* start Quoted text *

Chemical Synonyms API¶
The ChemSynonym class provides access to chemical synonym data from the EPA CompTox Dashboard, including alternative names, identifiers, and quality-rated synonyms.
Overview¶
The Chemical Synonyms API allows you to retrieve:
- Valid and good quality synonyms - Curated chemical names
- Alternate identifiers - Beilstein numbers, alternate CAS numbers
- Categorized synonyms - Organized by quality and type
- Flexible projections - Structured or flat list views
- Batch operations - Query up to 1000 chemicals at once
Quick Start¶
from pycomptox.chemical import ChemSynonym
# Initialize client
synonym_client = ChemSynonym()
# Get synonyms for Bisphenol A
synonyms = synonym_client.get_synonyms_by_dtxsid("DTXSID7020182")
print(f"Valid names: {synonyms['valid']}")
print(f"Good quality names: {synonyms['good']}")

* end Quoted text *
* start Material provided *

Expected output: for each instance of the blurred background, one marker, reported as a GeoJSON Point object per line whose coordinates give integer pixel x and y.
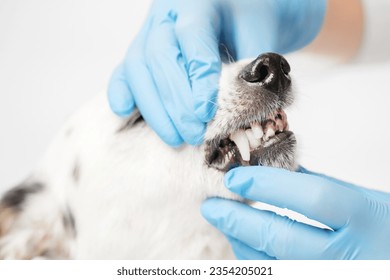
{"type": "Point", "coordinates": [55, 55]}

* end Material provided *

### [Work instructions]
a) Translate this sentence from the Chemical Synonyms API page into Spanish: "The ChemSynonym class provides access to chemical synonym data from the EPA CompTox Dashboard, including alternative names, identifiers, and quality-rated synonyms."
b) Write the next part of the Chemical Synonyms API page, starting right after its last line.

### [Answers below]
a) La clase ChemSynonym proporciona acceso a datos de sinónimos químicos del EPA CompTox Dashboard, incluidos nombres alternativos, identificadores y sinónimos clasificados por calidad.

b)
Installation¶
Basic Usage¶
Getting Chemical Synonyms¶
Retrieve structured synonym data with categorized fields:
from pycomptox import ChemSynonym
synonym_client = ChemSynonym()
# Get synonyms for Bisphenol A
data = synonym_client.get_synonyms_by_dtxsid("DTXSID7020182")
# Access different categories
print(f"DTXSID: {data['dtxsid']}")
print(f"Valid synonyms: {data['valid']}")
print(f"Good quality: {data['good']}")
print(f"Alternate CAS: {data['alternateCasrn']}")
print(f"Beilstein numbers: {data['beilstein']}")
Using Projections¶
Get a flat list of synonyms with quality ratings:
# Get flat list with quality ratings
flat_synonyms = synonym_client.get_synonyms_by_dtxsid(
"DTXSID7020182",
projection="ccd-synonyms"
)
# Display synonyms with their quality ratings
for item in flat_synonyms[:10]:
print(f"{item['synonym']}: {item['quality']}")
Batch Synonym Retrieval¶
Query multiple chemicals efficiently:
# Get synonyms for multiple chemicals
dtxsids = [
"DTXSID7020182", # Bisphenol A
"DTXSID2021315", # Caffeine
"DTXSID5020001" # Acetic acid
]
results = synonym_client.get_synonyms_by_dtxsid_batch(dtxsids)
# Process each result
for data in results:
dtxsid = data['dtxsid']
valid_names = data['valid']
print(f"\n{dtxsid}:")
print(f" Valid synonyms: {len(valid_names)}")
print(f" Sample names: {valid_names[:3]}")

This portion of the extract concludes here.